▶ **DATASET ENTRIES**:
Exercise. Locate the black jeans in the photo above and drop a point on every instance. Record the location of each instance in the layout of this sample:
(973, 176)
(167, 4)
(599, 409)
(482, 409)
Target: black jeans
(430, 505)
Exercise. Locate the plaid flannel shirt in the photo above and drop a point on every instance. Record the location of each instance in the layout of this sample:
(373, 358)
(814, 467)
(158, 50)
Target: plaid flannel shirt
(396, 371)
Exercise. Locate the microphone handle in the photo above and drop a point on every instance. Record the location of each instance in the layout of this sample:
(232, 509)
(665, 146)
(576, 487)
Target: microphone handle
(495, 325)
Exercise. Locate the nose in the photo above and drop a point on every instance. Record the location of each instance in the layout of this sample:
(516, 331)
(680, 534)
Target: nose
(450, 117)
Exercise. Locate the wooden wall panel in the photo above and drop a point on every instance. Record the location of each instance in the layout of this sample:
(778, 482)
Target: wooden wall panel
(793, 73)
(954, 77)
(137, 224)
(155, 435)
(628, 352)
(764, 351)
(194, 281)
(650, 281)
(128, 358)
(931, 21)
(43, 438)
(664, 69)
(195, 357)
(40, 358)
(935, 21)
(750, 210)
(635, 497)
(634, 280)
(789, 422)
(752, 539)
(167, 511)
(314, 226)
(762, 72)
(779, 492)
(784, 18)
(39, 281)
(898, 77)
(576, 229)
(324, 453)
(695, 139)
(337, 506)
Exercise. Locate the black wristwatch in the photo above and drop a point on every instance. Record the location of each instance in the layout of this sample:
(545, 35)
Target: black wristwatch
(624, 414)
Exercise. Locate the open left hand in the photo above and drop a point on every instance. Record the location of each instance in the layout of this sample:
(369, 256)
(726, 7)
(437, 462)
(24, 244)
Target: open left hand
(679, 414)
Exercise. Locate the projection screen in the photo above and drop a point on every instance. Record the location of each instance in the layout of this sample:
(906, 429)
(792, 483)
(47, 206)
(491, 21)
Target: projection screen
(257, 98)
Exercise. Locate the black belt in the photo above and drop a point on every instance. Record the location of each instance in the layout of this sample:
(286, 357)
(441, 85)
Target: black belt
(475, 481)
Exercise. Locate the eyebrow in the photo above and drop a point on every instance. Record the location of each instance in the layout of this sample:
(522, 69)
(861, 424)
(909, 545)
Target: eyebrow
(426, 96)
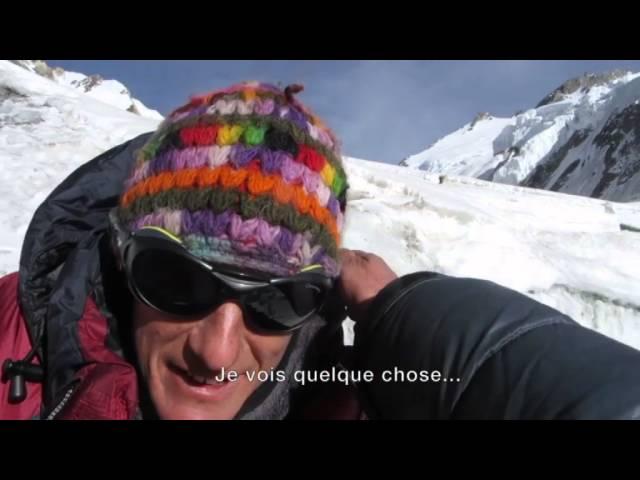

▶ **EXERCISE DETAILS**: Pull out every line of the material above that contains the word "microphone", treating uppercase and lowercase as different.

▶ **TASK ANSWER**:
Exercise. Locate the microphone handle in the photo above and drop a point on every instance. Record the location of each instance in the layout of this sample:
Target: microphone handle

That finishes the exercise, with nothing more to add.